■ Description of the task
Return every line of the items below that contains the word "turned", matching case exactly.

[Items from a point labeling set]
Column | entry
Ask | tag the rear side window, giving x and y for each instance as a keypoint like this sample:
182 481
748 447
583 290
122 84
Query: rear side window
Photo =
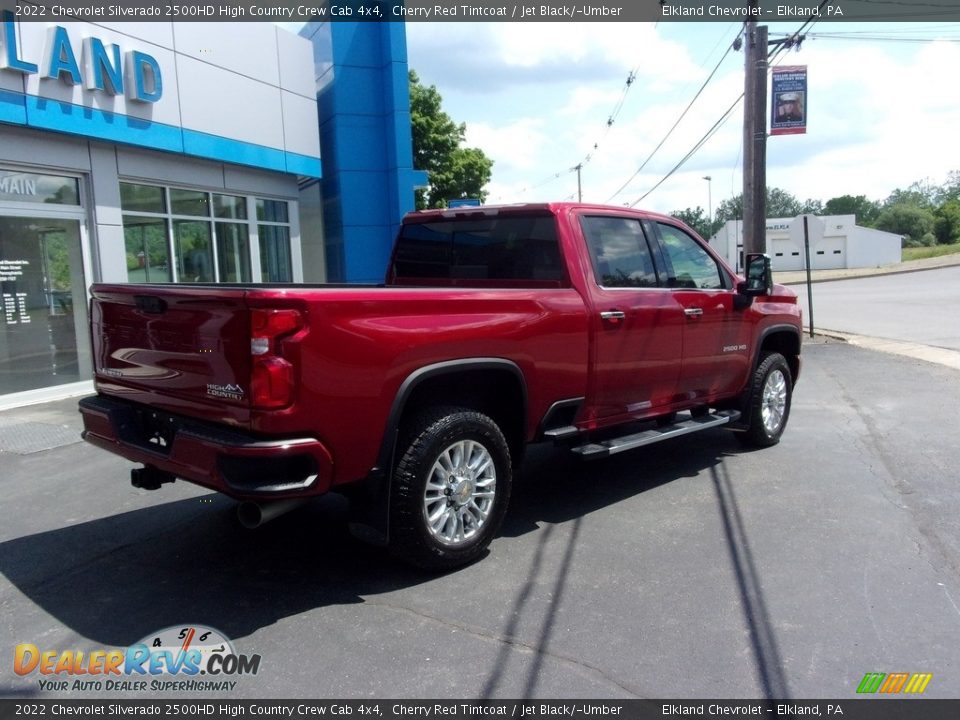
619 252
480 251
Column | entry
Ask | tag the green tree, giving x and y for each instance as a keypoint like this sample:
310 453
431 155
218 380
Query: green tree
947 222
866 211
454 171
921 194
916 224
780 203
697 219
950 190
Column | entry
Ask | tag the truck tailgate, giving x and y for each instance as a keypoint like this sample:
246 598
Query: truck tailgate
181 349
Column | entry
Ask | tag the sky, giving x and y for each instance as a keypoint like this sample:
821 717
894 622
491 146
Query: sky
537 98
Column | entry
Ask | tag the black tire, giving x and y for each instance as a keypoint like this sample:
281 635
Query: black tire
440 520
768 405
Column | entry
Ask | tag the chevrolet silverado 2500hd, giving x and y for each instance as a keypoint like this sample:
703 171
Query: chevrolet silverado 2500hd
597 328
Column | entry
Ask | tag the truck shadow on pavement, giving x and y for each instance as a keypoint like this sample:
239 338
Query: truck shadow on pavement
117 579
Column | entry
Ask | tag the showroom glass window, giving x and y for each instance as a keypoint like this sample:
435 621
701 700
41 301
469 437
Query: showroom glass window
196 236
43 308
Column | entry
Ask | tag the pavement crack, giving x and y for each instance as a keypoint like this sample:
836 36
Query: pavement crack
577 664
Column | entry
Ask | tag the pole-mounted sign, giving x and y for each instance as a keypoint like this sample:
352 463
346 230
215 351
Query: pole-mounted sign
788 96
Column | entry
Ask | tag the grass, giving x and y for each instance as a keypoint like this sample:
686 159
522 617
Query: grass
934 251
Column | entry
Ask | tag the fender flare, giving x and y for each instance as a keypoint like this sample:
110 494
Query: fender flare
371 516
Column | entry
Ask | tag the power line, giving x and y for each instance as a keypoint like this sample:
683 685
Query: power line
794 40
700 143
674 127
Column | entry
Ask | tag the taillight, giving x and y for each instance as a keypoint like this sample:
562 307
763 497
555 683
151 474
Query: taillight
272 379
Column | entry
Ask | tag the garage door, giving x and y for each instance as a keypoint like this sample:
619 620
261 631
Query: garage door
785 255
829 253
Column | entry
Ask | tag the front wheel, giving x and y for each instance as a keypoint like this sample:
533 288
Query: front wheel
451 488
771 390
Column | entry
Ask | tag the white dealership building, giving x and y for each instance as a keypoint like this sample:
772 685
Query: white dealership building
836 241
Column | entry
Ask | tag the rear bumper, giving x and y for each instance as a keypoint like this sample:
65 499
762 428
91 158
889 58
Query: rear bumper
233 462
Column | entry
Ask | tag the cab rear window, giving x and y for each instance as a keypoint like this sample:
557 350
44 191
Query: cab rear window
480 252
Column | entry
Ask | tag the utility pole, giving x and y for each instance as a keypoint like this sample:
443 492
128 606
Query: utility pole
709 180
755 138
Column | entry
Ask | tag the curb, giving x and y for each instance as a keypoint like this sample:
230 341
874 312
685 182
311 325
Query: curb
916 351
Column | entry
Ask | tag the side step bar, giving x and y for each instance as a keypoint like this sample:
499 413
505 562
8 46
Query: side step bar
605 448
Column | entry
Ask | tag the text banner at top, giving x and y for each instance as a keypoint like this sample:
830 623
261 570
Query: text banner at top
763 11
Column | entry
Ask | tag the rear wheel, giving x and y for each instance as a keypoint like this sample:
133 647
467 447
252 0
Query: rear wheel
451 488
771 391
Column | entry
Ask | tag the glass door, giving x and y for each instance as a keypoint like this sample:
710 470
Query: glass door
43 307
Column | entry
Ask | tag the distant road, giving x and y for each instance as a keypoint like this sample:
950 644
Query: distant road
921 307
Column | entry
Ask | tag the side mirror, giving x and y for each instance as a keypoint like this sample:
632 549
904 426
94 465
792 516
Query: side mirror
759 279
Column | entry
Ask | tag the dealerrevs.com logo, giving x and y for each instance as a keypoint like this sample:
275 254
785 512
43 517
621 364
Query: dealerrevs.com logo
180 658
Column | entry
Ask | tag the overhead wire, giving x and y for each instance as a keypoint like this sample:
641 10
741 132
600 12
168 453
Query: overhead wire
795 37
611 120
674 126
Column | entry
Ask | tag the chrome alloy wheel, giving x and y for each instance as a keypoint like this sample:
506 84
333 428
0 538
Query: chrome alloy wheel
774 401
459 493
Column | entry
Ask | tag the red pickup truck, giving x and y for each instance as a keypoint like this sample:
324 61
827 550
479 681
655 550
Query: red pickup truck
597 328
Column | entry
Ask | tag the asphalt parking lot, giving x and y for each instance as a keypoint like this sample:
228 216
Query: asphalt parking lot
686 569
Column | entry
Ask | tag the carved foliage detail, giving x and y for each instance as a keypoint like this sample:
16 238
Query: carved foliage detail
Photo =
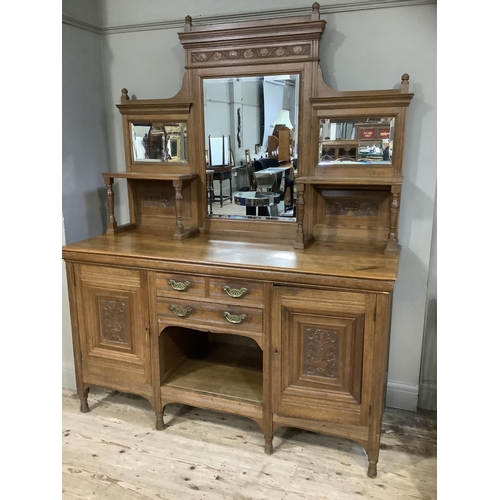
320 352
114 321
255 53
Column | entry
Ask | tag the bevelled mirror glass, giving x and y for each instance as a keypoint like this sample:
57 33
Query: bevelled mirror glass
355 141
159 142
251 126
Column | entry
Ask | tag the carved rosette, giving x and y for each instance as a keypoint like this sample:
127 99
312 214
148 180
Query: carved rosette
114 321
256 53
320 352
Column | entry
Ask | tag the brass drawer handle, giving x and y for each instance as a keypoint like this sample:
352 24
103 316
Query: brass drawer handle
235 319
236 293
182 312
180 286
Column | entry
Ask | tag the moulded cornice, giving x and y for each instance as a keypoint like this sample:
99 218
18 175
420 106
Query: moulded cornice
346 6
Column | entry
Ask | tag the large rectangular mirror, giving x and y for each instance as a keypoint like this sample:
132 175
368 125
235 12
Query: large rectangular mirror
251 126
356 141
159 142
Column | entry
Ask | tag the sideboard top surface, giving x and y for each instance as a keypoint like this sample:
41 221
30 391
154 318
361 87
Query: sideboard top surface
156 250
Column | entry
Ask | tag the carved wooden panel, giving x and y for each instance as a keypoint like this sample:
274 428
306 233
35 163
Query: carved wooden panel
319 337
352 207
321 352
254 54
114 321
113 317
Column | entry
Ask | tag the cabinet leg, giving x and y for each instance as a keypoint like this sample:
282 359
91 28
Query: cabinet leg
84 403
372 469
160 425
372 463
268 445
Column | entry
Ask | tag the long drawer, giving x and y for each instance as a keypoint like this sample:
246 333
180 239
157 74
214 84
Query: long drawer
209 316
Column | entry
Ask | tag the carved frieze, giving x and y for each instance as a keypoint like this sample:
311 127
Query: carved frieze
114 326
320 352
255 53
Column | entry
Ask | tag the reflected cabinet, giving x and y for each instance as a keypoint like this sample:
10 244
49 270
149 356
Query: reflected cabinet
255 273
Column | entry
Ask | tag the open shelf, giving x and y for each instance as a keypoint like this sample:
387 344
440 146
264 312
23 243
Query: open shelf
223 370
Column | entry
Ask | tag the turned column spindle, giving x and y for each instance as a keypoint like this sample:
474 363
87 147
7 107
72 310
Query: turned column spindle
111 206
299 238
393 241
179 227
210 191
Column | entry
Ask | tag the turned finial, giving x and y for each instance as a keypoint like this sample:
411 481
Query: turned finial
405 82
124 96
315 13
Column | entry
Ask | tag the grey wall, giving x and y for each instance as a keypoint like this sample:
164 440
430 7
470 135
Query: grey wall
361 49
84 144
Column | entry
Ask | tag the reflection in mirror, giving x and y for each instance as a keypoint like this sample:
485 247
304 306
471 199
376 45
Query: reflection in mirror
159 142
251 145
357 141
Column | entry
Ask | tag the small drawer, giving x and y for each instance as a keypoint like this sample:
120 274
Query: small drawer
236 291
180 285
220 317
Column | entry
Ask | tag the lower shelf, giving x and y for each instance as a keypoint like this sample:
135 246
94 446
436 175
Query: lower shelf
221 371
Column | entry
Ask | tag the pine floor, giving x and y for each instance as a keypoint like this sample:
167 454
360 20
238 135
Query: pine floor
113 452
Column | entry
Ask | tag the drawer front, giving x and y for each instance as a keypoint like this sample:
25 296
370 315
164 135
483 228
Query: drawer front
180 285
236 291
219 317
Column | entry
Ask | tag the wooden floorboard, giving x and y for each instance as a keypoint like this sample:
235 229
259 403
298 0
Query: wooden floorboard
113 452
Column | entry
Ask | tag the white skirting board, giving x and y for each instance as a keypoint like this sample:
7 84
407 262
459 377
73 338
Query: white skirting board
401 395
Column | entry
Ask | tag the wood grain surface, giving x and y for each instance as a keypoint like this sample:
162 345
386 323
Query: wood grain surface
113 453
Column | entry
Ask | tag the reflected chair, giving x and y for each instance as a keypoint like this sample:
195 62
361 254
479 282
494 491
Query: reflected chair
220 160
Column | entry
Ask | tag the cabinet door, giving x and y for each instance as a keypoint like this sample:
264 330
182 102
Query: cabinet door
112 306
321 362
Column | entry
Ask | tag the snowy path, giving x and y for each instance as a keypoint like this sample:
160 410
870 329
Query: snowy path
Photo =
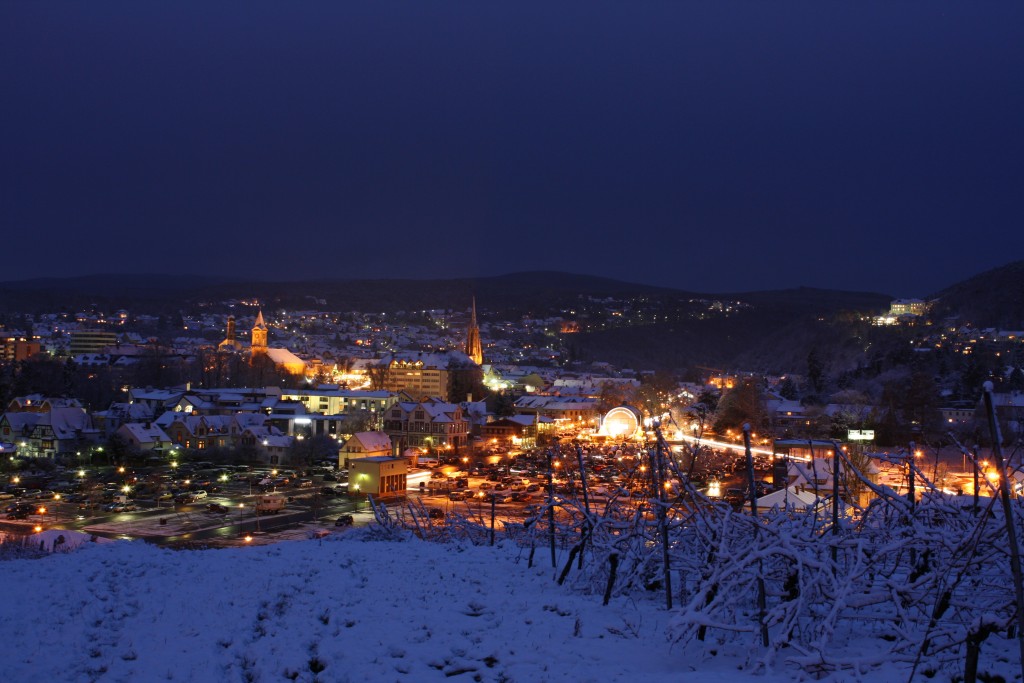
343 609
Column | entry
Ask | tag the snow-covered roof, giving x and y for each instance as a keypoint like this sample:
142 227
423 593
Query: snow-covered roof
374 440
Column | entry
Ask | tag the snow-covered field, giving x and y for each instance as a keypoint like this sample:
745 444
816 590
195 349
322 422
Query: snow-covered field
346 608
368 604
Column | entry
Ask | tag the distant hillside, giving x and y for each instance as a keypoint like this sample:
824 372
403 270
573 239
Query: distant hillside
994 298
522 292
770 332
773 336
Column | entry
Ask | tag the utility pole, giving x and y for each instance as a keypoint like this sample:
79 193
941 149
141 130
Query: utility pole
551 507
1008 517
762 603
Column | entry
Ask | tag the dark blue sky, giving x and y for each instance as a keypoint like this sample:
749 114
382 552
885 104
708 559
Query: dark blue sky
710 146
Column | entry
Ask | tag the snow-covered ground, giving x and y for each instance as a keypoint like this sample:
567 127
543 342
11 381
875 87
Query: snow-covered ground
345 608
351 606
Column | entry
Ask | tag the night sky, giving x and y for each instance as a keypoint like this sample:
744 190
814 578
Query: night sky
710 146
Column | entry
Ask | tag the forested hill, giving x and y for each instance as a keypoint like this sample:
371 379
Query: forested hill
991 299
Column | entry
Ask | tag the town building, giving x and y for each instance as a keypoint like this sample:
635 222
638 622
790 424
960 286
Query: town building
381 476
17 346
90 341
430 424
364 444
418 378
474 347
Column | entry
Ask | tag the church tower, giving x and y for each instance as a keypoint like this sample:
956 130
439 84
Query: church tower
259 335
229 343
474 349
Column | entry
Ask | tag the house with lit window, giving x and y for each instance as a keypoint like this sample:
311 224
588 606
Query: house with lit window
198 431
364 444
144 436
59 431
381 476
430 424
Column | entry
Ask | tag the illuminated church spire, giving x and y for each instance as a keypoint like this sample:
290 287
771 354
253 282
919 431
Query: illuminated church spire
474 349
259 334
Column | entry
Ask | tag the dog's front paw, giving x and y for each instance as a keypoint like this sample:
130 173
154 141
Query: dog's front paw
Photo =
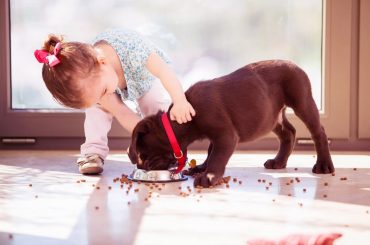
322 167
206 180
196 170
274 164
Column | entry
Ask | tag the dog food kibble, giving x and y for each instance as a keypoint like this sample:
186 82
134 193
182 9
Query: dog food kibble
193 163
226 179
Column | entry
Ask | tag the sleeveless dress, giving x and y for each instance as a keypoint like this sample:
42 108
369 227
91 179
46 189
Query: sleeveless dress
133 51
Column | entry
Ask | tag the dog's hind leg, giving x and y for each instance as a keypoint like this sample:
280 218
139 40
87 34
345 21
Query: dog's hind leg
286 134
222 149
309 114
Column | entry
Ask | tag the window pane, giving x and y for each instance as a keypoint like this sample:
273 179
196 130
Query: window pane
204 38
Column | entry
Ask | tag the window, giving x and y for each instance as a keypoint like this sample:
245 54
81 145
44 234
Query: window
205 39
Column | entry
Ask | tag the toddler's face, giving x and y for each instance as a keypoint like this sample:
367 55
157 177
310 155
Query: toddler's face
98 85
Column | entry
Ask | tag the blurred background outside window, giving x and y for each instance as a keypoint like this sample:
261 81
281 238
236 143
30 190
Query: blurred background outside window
204 38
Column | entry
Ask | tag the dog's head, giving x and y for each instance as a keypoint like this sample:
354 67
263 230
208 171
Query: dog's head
150 148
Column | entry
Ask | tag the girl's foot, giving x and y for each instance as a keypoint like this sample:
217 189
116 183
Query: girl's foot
90 164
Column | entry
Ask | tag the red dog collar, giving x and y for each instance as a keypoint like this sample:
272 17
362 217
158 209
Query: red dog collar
177 152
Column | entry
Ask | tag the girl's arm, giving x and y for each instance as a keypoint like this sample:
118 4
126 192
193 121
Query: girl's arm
125 116
182 110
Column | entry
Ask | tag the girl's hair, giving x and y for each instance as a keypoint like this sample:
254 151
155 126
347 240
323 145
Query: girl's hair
77 60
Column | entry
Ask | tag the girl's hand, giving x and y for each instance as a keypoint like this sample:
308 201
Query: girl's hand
182 111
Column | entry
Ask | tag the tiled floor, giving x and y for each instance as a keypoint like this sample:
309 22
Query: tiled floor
58 210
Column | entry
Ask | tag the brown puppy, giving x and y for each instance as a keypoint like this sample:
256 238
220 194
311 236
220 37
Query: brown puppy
241 106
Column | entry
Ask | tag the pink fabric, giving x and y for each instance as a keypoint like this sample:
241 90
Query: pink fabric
47 58
300 239
98 122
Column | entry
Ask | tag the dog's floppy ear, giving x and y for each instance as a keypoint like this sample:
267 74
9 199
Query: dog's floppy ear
142 128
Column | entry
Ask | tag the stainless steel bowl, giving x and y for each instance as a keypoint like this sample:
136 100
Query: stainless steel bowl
156 176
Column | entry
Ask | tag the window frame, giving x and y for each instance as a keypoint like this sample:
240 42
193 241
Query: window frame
339 69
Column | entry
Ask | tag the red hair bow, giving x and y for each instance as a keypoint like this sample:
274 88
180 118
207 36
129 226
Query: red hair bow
50 59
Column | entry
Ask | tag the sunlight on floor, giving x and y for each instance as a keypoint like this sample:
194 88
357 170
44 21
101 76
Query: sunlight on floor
31 199
60 208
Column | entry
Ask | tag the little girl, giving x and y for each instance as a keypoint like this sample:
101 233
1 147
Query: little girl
121 65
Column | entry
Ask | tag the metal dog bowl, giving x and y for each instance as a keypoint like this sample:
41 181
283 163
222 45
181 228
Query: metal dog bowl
156 176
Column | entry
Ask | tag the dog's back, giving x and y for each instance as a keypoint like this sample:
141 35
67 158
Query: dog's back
249 99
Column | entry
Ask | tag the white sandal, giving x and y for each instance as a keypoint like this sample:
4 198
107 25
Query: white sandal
90 164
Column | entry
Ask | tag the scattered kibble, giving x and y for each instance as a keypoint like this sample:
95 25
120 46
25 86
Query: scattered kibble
193 163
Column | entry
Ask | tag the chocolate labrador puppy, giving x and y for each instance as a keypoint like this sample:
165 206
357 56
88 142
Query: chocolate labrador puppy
242 106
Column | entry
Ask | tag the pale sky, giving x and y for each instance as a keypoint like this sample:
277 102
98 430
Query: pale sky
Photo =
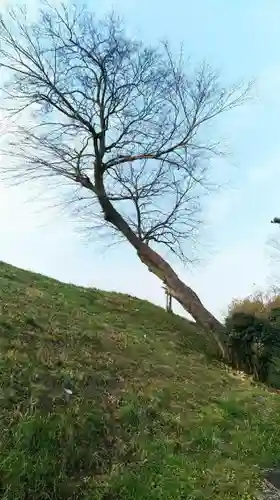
242 39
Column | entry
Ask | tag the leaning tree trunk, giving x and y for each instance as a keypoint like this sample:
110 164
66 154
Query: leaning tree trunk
158 266
183 294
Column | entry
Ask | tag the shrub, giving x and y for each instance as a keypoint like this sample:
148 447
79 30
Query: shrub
252 343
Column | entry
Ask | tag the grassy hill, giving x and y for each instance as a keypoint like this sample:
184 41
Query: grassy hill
106 397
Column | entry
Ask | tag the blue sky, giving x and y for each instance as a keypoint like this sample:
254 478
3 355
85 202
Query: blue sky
242 40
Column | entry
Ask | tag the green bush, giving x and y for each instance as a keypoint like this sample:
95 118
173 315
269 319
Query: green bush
252 343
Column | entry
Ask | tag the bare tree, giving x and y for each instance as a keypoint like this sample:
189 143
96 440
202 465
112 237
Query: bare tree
123 121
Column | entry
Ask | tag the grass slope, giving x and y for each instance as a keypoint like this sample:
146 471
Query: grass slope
149 417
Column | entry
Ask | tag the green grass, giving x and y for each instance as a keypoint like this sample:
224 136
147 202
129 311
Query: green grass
150 416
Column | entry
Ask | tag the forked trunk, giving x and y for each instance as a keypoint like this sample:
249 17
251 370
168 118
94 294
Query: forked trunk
158 266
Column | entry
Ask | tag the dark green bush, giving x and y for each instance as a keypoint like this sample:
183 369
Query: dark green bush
252 343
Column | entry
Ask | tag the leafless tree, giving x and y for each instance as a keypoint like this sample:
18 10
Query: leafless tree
121 120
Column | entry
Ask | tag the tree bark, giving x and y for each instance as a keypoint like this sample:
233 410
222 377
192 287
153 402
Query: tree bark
183 294
159 267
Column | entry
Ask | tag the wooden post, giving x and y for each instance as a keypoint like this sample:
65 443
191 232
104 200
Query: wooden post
168 303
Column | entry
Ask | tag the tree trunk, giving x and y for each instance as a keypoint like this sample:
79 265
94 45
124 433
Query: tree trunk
183 294
158 266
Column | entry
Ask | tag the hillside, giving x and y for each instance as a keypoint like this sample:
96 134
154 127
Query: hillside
107 397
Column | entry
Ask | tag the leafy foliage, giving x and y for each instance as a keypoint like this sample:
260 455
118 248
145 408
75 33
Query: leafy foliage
253 342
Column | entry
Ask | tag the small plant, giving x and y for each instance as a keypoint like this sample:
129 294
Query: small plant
253 342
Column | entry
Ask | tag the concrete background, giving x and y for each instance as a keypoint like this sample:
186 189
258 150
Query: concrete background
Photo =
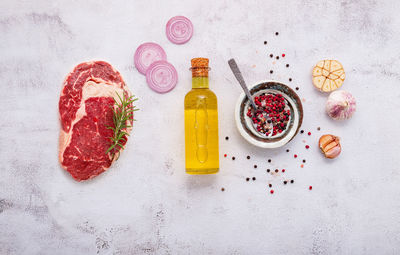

■ Solution to the exercise
Ask | tag the turned column spindle, giving x and y for each instance as a keypoint like this sample:
Query: turned column spindle
Ask | tag the turned finial, giving x and y for each instance as a keypoint like this sample:
Query: turned finial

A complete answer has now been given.